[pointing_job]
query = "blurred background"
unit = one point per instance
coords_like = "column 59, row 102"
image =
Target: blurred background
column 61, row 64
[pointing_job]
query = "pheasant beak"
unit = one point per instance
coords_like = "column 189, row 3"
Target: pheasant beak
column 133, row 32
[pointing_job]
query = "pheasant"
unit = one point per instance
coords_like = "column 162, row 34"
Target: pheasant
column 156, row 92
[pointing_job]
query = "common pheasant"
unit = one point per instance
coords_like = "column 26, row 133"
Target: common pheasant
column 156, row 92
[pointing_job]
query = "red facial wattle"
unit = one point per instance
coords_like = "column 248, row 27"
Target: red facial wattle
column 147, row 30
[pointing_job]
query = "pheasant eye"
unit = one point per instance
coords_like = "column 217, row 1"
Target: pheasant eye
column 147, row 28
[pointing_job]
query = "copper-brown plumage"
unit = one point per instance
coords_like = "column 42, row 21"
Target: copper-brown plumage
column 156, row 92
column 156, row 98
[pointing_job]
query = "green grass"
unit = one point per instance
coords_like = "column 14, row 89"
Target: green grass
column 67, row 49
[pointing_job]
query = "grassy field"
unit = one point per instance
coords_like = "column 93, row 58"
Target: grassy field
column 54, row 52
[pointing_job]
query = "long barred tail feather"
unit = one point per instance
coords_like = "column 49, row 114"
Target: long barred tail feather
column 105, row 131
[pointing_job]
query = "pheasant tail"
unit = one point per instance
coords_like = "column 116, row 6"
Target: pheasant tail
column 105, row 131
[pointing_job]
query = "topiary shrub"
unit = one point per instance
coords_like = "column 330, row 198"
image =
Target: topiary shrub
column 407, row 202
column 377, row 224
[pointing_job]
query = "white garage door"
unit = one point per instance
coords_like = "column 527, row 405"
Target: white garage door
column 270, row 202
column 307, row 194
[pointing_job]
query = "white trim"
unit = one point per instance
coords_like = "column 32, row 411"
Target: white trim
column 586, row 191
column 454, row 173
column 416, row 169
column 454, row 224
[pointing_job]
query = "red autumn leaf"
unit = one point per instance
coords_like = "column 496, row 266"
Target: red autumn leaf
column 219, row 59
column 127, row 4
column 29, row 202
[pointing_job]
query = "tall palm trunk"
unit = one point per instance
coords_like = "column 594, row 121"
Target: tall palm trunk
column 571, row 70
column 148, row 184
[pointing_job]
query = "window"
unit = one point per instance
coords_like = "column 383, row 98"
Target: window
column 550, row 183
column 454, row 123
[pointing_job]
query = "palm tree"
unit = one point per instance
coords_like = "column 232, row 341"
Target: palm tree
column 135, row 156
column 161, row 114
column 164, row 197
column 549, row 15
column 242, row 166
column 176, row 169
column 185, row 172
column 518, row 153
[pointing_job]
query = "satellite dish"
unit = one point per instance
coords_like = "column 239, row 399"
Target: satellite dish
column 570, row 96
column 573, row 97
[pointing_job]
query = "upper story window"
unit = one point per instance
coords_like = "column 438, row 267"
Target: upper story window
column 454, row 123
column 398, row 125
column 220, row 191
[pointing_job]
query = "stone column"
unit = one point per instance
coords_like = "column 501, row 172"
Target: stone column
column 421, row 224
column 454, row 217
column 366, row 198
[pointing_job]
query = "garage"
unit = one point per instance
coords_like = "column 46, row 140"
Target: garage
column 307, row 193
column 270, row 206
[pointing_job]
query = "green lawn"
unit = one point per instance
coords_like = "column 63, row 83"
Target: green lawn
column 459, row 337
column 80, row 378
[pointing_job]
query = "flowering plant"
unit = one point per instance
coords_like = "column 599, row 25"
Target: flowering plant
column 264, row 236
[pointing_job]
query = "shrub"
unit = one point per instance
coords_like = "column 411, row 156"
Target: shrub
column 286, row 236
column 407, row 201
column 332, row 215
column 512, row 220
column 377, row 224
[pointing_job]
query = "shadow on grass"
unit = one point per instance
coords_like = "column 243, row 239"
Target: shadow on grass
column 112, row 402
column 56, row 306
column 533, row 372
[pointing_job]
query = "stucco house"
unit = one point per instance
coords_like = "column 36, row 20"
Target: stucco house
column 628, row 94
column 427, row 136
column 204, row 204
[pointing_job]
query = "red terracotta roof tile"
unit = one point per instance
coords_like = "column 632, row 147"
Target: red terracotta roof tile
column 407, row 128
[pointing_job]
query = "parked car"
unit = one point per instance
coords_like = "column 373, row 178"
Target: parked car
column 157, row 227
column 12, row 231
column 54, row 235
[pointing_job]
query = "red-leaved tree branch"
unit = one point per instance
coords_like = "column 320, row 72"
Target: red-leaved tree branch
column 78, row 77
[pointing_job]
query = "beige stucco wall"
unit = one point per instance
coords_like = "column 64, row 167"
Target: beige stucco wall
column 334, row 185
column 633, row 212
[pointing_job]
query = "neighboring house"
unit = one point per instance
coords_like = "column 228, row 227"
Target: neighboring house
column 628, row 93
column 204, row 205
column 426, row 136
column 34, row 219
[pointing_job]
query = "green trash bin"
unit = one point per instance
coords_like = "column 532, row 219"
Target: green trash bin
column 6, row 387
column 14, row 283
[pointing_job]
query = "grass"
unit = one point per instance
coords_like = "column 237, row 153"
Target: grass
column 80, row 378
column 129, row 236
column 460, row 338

__WORK TO COMPLETE__. Count the lines in the entries above that contain the string "blurred", treating uppercase and lowercase as different. Give only the number.

__EXERCISE RESULT__. 2